Change "green lawn" to "grassy lawn" in the items from the line containing "Instruction set for this micro-task: find blue clock" through the line containing "[0,361,300,450]", and give back only those lines with nothing else altered.
* begin DATASET ENTRIES *
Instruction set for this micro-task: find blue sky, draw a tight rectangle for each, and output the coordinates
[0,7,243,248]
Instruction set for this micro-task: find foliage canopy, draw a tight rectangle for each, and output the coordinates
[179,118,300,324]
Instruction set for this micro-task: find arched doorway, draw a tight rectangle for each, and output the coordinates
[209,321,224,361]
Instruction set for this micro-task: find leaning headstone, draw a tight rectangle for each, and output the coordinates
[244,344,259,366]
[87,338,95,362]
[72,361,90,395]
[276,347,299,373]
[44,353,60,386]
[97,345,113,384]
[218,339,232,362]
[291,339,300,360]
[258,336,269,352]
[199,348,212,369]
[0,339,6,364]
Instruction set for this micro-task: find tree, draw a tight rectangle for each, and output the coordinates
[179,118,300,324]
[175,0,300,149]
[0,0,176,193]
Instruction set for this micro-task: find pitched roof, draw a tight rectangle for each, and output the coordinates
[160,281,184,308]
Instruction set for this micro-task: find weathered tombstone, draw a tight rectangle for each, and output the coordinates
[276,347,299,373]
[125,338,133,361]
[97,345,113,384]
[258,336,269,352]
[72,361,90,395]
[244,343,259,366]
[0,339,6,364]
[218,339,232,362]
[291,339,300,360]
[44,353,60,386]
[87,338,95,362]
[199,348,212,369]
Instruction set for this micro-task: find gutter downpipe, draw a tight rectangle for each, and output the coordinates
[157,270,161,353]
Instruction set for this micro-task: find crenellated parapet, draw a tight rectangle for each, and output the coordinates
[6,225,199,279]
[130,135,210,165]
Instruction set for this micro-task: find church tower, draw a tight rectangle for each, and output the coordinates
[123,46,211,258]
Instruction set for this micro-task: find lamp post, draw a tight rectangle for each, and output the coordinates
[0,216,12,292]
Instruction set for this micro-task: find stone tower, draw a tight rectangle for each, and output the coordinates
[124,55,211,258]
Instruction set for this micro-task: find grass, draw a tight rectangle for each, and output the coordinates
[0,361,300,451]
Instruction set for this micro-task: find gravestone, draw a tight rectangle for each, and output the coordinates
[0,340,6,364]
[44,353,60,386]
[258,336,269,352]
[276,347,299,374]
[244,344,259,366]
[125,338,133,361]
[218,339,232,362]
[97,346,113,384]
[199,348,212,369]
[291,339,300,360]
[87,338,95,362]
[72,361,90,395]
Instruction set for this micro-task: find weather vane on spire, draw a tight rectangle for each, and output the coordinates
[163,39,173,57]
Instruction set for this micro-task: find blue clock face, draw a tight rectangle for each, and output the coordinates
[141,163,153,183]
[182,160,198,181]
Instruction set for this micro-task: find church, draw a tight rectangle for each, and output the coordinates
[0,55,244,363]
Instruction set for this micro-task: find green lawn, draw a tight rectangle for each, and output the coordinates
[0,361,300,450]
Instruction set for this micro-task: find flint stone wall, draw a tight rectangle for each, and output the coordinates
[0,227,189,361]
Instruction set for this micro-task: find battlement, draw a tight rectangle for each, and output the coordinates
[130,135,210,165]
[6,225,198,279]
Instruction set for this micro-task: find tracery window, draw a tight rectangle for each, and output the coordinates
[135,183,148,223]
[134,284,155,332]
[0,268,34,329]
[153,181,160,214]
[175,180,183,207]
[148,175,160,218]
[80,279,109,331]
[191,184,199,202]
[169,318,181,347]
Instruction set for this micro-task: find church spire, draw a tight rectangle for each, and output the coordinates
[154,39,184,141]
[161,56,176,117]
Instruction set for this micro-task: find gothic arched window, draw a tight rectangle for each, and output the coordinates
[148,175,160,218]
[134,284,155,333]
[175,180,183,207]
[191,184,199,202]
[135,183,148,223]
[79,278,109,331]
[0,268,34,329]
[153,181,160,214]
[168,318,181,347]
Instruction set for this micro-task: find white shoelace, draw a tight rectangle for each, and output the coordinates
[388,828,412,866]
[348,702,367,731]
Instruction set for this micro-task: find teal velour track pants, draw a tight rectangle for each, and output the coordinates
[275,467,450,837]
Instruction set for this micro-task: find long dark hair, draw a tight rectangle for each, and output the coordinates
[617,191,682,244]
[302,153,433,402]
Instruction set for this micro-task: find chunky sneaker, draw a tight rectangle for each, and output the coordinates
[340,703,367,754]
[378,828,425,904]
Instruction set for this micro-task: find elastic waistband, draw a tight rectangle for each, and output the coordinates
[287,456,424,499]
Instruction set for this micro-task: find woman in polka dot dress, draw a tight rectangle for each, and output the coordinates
* end DATASET ENTRIES *
WRITTEN ANSWER:
Instruction set for this micro-task: find blue clock face, draw a tight rectangle for each, and output the coordinates
[141,163,153,183]
[182,160,198,181]
Instruction set for this micro-task: find church, draw a tight rectangle for each, and output the coordinates
[0,55,244,363]
Instruction set for this micro-task: find grassy lawn, draw a tight rectangle for each, and output the coordinates
[0,361,300,450]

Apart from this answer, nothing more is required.